_Página_.
--------------------

Para ilustrar la situación, recordemos que el régimen laboral docente es de 1958, que las pautas que regulan la vida cotidiana de las escuelas llevan medio siglo y que es aún más antigua la organización de asignaturas y evaluaciones de las escuelas secundarias: doce materias con doce profesores, exámenes en diciembre y en marzo; las "materias previas" llegan al siglo de existencia.
Hubo intentos de reforma y algunas provincias han encarado con seriedad cambios relevantes. Pero no han sido siempre en el sentido correcto y han tenido problemas para mantenerse en el tiempo. Por otro lado, los mejores intentos se ven constreñidos por una normativa añeja e intocable. Un ejemplo dramático: las autoridades de una jurisdicción decidieron -con las mejores intenciones- designar directores por concurso en todas las escuelas de la provincia siguiendo la letra de las leyes vigentes. ¿El resultado? El proceso ya lleva cuatro años y aún no fue resuelto.
En la medida en que las escuelas sean terminales burocráticas de los ministerios de Educación, el esfuerzo de los educadores será muy limitado. Por un lado, las escuelas públicas tienen poco margen de maniobra para construir una propuesta pedagógica eficaz frente a los constantes cambios sociales, tecnológicos y culturales. Por otro lado, el gobierno ministerial jerárquico y vertical, que fue efectivo a mediados del siglo XX, hoy no es más que su sombra patética, incapaz de gobernar las escuelas. El resultado es el peor de todos: las rígidas "vías jerárquicas" y los vetustos "circuitos administrativos" operan, paradójicamente, generando un escenario de anomia o multinomia en el que nadie (ni educadores ni funcionarios) se hace responsable de la baja calidad educativa y de la exclusión de miles de alumnos.
¿Por qué el aumento de la inversión en educación no ha brindado los resultados esperados? Por supuesto que hace falta más dinero, pero sólo con dinero la educación no mejora. Hace falta también que los recursos lleguen efectivamente a las escuelas y que éstas tengan grados de autonomía para decidir sobre la base de un zócalo común nacionalmente consensuado, haciéndose cargo de logros y dificultades. Por eso, los ministerios deben rediseñar sus estructuras para volcar todos los recursos públicos (pedagógicos, financieros, etc.) para apoyar a cada institución.
Además, las diferencias interprovinciales en el gasto por alumno son absolutamente injustas e inadmisibles: la inminente discusión por la coparticipación federal de impuestos podría empezar por la garantía de financiamiento estatal para cada alumno en la Argentina.
Como telón de fondo, los sectores de ingresos medios han salido, mayoritariamente, de las escuelas públicas ya desde los años 60 del siglo XX, una tendencia que tuvo su auge en este siglo. Este fenómeno crucial actúa como un espejismo en el que las clases medias aspiran a su ilusoria autosalvación, ampliando la segregación socioeconómica entre escuelas: la peor de las grietas. La privatización educativa priva a la educación pública de su agente más dinámico, ya que los sectores medios -a diferencia de los más empobrecidos- pueden tener en la educación una prioridad por encima de su subsistencia y, además, su pertenencia a familias con más historia escolar permitiría una acción más informada. Por el contrario, su retiro deja a un único actor en pie en el debate político-educativo: el sindicato docente. La reconstrucción de la confianza de las clases medias en la educación pública es una tarea primordial.

--------------------

_Fragmento de origen_.
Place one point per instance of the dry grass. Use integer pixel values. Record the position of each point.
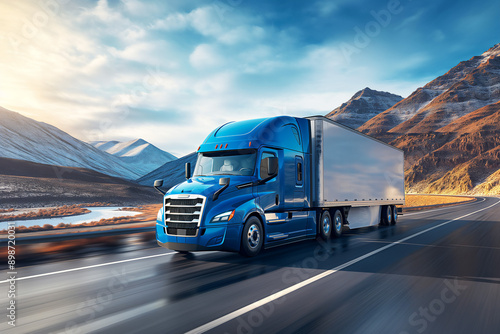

--------------------

_Problema breve A_. Indica de qué año es el régimen laboral docente según el texto sobre la educación pública.
_Problema breve B_. Enumera los tipos de cambios frente a los cuales, según el texto sobre la educación pública, las escuelas públicas tienen poco margen de maniobra para construir una propuesta pedagógica eficaz.
_Problema breve C_. Prosigue el texto sobre la educación pública a partir de su última oración.
Los datos no tienen relación con el texto sobre la educación pública.

_Respuesta esperada A_. De 1958.

_Respuesta esperada B_. Sociales, tecnológicos y culturales.

_Respuesta esperada C_.
Los cambios en educación no demoran veinte años. Muchos de sus efectos son inmediatos y, aunque algunas de sus consecuencias requieran más tiempo, las mejoras en las regulaciones, los incentivos y las identidades reordenan constructivamente la práctica escolar. Un ejemplo es el trabajo docente, regulado por normas provinciales que atan los aumentos salariales sólo a la antigüedad en el cargo. Eso es pernicioso para la actividad educativa, dado que enseñar innovando y comprometiéndose no tiene reconocimiento salarial alguno. Eso no es obstáculo para que muchos educadores innoven y se comprometan a pesar de todo, remando contra la corriente. Imaginemos cuánto se mejoraría si se reconocieran la innovación, la formación y el compromiso de los educadores.
Dentro del zócalo común, un esquema que podría aplicarse de inmediato es la responsabilidad por la calidad y la inclusión. Las escuelas podrían elaborar un proyecto escuela consistente en un plan de mejora con metas públicas, precisas y evaluables formulado en cada institución, por cada curso o asignatura y para cada alumno (en estos casos sin publicarlo, obviamente). El proyecto escuela sería perfilado al inicio de cada ciclo lectivo sobre la base de un diagnóstico preciso y podría ser reformulado durante el receso invernal y evaluado a fin de año. Cada docente transmitiría a familias y alumnos los resultados del diagnóstico y explicaría las metodologías para alcanzar objetivos concretos. Sobre el final del año, cada escuela y cada docente informarían sobre los resultados obtenidos.
Ningún chico quedaría fuera del proyecto escuela. Los alumnos que no alcancen las metas o que abandonen no pueden ser sino el centro de la política educativa macro y microescolar. ¿Hay, acaso, algo más importante que recuperarlos?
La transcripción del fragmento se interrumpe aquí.